Texto del documento -
--------------------------------------------------

Lectura: «¡Hágase tu voluntad, en la tierra como en el cielo!» (Mateo 6:10)
Los conflictos de voluntades forman parte de la vida. Padres e hijos, parejas, jefes y empleados no siempre están de acuerdo, al igual que los gobernantes y gobernados. Estas diferencias son comunes, pero también causan muchos problemas.
En el Padre Nuestro pedimos algo especial: «¡Hágase tu voluntad, en la tierra como en el cielo!» (Mateo 6:10). Esta petición refleja nuestra confesión de que a menudo elegimos seguir nuestra propia voluntad, dejando de lado tanto la voluntad de Dios como las necesidades de los demás. Esto se debe a que estamos marcados por la dureza de corazón, la falta de fe, la empatía y el amor por Dios y el prójimo.
Al mismo tiempo, al hacer esta petición, reconocemos la necesidad de un corazón arrepentido que busque vivir según la voluntad de Dios. Jesús nos enseñó esta oración y cumplió perfectamente la voluntad del Padre entregándose por nosotros en la cruz. Nos perdona, transforma nuestros corazones y nos da la oportunidad de vivir de una manera renovada, mejorando nuestras relaciones y capacitándonos para hacer la voluntad divina.

--------------------------------------------------

Datos suministrados -

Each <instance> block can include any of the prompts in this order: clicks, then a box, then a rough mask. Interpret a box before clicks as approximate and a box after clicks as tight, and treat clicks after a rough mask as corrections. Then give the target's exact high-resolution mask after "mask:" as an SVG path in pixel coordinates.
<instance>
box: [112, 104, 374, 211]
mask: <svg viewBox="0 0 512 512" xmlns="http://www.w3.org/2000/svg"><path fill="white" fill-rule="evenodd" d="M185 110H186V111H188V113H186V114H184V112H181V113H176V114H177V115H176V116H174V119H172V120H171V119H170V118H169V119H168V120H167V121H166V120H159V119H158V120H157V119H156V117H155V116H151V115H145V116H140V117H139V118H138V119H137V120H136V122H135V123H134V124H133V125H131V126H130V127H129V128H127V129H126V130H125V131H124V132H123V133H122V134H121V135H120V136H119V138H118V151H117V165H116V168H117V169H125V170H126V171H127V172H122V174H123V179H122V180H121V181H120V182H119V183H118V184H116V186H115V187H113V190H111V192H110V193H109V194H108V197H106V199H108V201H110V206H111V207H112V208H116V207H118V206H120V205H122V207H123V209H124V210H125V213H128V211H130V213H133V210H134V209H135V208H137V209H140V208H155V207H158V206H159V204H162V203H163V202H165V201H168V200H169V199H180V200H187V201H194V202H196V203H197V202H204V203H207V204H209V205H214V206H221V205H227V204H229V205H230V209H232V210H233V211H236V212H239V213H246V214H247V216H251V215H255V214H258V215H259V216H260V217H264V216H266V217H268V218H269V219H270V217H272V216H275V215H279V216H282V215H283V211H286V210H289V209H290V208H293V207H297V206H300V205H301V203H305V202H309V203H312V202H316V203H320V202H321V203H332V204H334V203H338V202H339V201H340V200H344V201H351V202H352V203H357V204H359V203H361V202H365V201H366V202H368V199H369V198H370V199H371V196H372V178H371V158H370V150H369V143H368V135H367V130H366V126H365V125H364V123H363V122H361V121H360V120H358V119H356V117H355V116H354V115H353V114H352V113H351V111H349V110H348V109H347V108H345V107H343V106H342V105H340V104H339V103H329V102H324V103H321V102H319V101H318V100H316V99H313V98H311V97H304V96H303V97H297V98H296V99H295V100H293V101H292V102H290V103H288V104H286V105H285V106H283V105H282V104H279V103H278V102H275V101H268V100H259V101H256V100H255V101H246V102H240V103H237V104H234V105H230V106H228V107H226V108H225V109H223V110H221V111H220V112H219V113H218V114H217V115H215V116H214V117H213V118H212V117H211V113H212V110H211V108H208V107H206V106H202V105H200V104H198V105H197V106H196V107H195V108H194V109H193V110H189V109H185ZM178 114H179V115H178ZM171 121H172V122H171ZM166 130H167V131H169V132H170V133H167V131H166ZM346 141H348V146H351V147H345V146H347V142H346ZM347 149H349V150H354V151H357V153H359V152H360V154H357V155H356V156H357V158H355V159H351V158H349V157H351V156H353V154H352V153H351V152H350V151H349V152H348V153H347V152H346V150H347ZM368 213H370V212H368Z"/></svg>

--------------------------------------------------

Explora el material -
**A)** En el texto sobre la voluntad de Dios, ¿de qué manera cumplió Jesús perfectamente la voluntad del Padre?
**B)** Prolonga el texto sobre la voluntad de Dios a partir de su última oración.
El material que acompaña al texto es independiente de él.

Clave de respuestas -
**A)** Entregándose por nosotros en la cruz.

**B)**
El pastor Martin Luther afirmó que «la voluntad de Dios, en verdad, se hace sin nuestra oración, así que pedimos que también se haga entre nosotros.» Este deseo se manifiesta cuando los malos consejos y los deseos egoístas son reemplazados por la gracia que nos lleva a perdonar, pedir perdón y vivir según la voluntad de Dios.
Que la voluntad de Dios se cumpla siempre en nuestras vidas, trayendo paz a nuestras relaciones y renovando nuestro caminar diario.
Oremos: Padre nuestro que estás en los cielos, ayúdame a vivir según tu voluntad, amando y perdonando como Jesús enseñó. En su nombre. Amén.